Stored data entries

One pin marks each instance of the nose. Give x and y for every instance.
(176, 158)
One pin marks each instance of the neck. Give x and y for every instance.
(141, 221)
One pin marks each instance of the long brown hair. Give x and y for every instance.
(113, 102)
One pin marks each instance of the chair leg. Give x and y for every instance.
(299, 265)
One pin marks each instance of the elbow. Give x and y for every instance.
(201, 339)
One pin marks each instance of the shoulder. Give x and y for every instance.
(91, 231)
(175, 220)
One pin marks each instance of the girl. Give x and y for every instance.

**Directions**
In this exercise, reproduce each line above exactly.

**Result of the task**
One pin marks each instance of the nose. Give x and y for every instance.
(176, 158)
One pin marks each instance of the neck. Give x and y for every instance.
(141, 221)
One pin marks each instance of the long brown hair. Give x and y for every instance.
(113, 102)
One pin marks each instance of the chair leg. Give x and y for every instance.
(299, 265)
One pin marks each instance of the elbow. Give x and y for every instance.
(201, 339)
One pin marks each instance of the shoulder. Give x and y for every instance.
(91, 231)
(175, 220)
One pin marks each instance of the girl. Give x and y for every instance.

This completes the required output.